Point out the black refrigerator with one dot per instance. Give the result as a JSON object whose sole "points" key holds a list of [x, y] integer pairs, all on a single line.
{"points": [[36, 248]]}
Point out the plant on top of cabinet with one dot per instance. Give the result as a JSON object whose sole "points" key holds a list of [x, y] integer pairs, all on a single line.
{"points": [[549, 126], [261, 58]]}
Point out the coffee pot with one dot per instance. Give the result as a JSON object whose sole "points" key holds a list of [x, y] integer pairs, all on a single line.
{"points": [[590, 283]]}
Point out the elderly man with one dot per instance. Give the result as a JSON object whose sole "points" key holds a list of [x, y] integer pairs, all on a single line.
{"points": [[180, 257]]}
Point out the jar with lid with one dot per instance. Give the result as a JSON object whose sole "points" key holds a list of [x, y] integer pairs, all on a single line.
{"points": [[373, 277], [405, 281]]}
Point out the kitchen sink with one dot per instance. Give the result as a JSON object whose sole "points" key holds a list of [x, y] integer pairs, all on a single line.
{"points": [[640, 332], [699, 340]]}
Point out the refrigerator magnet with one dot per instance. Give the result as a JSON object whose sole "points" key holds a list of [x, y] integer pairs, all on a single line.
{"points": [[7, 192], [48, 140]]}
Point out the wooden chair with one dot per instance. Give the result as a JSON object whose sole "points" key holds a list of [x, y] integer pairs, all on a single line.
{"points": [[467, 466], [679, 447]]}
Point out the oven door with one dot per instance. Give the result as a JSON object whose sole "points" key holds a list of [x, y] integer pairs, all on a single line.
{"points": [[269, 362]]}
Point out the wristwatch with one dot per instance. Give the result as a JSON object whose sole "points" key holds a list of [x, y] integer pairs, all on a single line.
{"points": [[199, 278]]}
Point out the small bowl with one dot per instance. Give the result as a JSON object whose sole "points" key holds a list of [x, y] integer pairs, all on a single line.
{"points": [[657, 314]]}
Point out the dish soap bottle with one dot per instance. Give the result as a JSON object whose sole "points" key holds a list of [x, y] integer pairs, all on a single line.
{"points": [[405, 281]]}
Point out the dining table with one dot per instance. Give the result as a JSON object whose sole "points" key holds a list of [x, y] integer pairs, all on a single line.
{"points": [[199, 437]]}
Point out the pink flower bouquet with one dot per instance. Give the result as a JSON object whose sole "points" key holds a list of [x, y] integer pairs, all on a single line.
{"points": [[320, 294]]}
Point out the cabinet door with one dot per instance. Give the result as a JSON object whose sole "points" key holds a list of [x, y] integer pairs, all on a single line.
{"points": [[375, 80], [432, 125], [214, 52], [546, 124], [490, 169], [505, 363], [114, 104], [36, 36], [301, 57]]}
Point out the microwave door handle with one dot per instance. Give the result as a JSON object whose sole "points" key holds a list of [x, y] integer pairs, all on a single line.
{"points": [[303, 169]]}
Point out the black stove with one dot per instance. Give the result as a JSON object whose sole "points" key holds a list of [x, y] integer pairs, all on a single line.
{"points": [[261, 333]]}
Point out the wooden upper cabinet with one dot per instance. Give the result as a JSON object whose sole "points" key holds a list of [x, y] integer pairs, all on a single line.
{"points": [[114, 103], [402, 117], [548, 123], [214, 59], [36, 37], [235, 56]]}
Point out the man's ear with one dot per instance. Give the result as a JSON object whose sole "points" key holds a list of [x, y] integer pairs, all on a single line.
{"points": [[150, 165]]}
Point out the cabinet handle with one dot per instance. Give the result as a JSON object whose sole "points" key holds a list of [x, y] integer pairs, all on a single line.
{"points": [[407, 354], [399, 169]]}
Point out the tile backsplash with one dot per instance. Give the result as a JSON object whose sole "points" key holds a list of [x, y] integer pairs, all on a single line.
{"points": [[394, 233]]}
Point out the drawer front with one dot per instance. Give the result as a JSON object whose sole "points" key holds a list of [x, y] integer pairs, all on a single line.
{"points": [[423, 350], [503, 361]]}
• • • • •
AIM OF THE TASK: Transcribe each record exactly as it is written above.

REPLY:
Point out the black refrigerator with one dot per instance. Give the result as a JSON object whose sole "points" key holds a list of [x, y] integer pairs, all on a single line.
{"points": [[36, 248]]}
Point out the plant on top of cabinet with one dot per instance. Give the result as a JSON object whose sole "points" key holds a list of [x, y] integer pairs, all on a single line.
{"points": [[549, 126], [261, 58]]}
Point out the coffee pot with one dot per instance. Give the result as a JSON object whose sole "points" key holds a list of [x, y] integer pairs, all on a single line.
{"points": [[590, 283]]}
Point out the elderly man with one dot per instance. Give the result as a JSON object whose sole "points" key holds a list of [x, y] integer pairs, all on a single line.
{"points": [[180, 257]]}
Point out the jar with lid with one dot per instance. Give the result as a JSON object whose sole "points" key holds a list of [x, y] integer pairs, all on a single line.
{"points": [[373, 277], [405, 281]]}
Point out the kitchen sink with one dot per instance. Give the result as a JSON object whose sole "points" key holds a list of [x, y] integer pairs, all on a single line.
{"points": [[640, 332], [699, 340]]}
Point out the refrigerator magnet with one dot per instance. Give the result as a JSON object whose sole "points" key holds a list of [x, y] integer pairs, all on a single line.
{"points": [[7, 192], [48, 140]]}
Point out the wooden chair with one dot per instance. Give the result as a JSON object whose sole "points" key holds a list of [x, y] integer pairs, all on a single line.
{"points": [[467, 466], [679, 447]]}
Point out the oven door with one dot per instance. Give the result as a JSON object whose sole "points" key holds a list of [x, y] integer pairs, all on a single line.
{"points": [[269, 362]]}
Point out the wristwatch with one dot per instance. Give the result as a JSON object whose sole "points" key holds a list of [x, y] integer pairs, all on a single line.
{"points": [[199, 278]]}
Point out the small bowl with one dot per instance. Give the result as a JSON object whose sole "points" key holds a list of [x, y] integer pairs, all on a single line.
{"points": [[657, 314]]}
Point out the dish soap bottle with one dot per instance. Give the result as a JSON object whose sole "points" key holds a list of [x, y] integer pairs, all on a single line.
{"points": [[405, 281]]}
Point out the dining table with one dot per instance. Give the result as a JSON object whose sole "points" key holds a list of [x, y] integer pairs, all on a single line.
{"points": [[199, 437]]}
Point out the pink flower bouquet with one dot per instance. Give the result as a JSON object whose sole "points" key holds a list of [x, y] integer pairs, all on a single line.
{"points": [[320, 294]]}
Point out the cabinet door with one dot per instance. Give the result as a JSON object whose sole "points" key holds a list of [x, y] integer pairs, all on a single line.
{"points": [[375, 80], [432, 125], [214, 52], [546, 124], [490, 169], [505, 363], [114, 104], [36, 36], [301, 57]]}
Point out the microwave door handle with one dot per instance. Give the result as a JSON object whose sole "points" key holds a list of [x, y] integer pairs, all on a single line.
{"points": [[303, 169]]}
Point out the black stove with one dot per instance. Give the result as a JSON object whose sole "points" key holds a list of [x, y] integer pairs, all on a single line.
{"points": [[261, 333]]}
Point out the wooden upper cabinet with one dot per instance. Give the result as a JSON object whose sole "points" key holds a list of [x, y] integer pairs, all on a single line.
{"points": [[114, 103], [402, 117], [548, 123], [214, 59], [36, 37], [235, 56]]}
Point out the man's ear with one dot per instance. Give the result as a JSON object whose sole "points" key holds a list of [x, y] integer pairs, all on a single line.
{"points": [[150, 165]]}
Point out the cabinet handle with one dot per instance. Give the result as a JSON object whose sole "points" key holds a list of [x, y] integer pairs, all on a single line.
{"points": [[407, 354], [399, 169]]}
Point out the tile backsplash with one dot per instance. Give the result as a JSON object whose sole "points" key holds a list of [x, y] integer pairs, all on a single line.
{"points": [[394, 233]]}
Point out the drawer front with one dot per instance. Give the result as a JSON object whose sole "points" key holds a list of [x, y] integer pairs, all on a single line.
{"points": [[423, 350], [503, 361]]}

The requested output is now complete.